PROMPT: Repeat every entry exactly. Leave nothing out.

━━━━━━━━━━━━━━━━━━━━━━━━━━━━━━

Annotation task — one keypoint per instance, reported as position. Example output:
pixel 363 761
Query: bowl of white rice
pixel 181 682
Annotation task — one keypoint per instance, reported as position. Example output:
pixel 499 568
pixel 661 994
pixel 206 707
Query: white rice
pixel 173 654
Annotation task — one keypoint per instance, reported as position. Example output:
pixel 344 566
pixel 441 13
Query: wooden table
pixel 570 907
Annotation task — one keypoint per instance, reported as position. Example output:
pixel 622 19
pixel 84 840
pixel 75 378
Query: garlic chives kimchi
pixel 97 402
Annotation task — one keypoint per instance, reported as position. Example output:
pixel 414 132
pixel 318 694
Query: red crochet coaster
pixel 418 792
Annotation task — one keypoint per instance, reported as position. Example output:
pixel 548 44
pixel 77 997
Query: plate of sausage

━━━━━━━━━━━━━━━━━━━━━━━━━━━━━━

FINISHED TASK:
Annotation task — one keypoint per instance, reported as position. Example output:
pixel 363 761
Query: bowl of white rice
pixel 181 682
Annotation task — one keypoint per instance, reported as position. Example output:
pixel 499 568
pixel 661 994
pixel 206 707
Query: white rice
pixel 173 654
Annotation task — one keypoint per instance, reported as position. Example output:
pixel 344 566
pixel 441 13
Query: wooden table
pixel 570 907
Annotation task — one keypoint per instance, reported as position. Example output:
pixel 622 19
pixel 84 840
pixel 75 378
Query: garlic chives kimchi
pixel 97 402
Annotation task — one keypoint per instance, reported as position. Example output:
pixel 414 132
pixel 318 694
Query: red crochet coaster
pixel 418 792
Annotation task — one keypoint per instance, reported as position. Example output:
pixel 548 44
pixel 77 997
Query: plate of sausage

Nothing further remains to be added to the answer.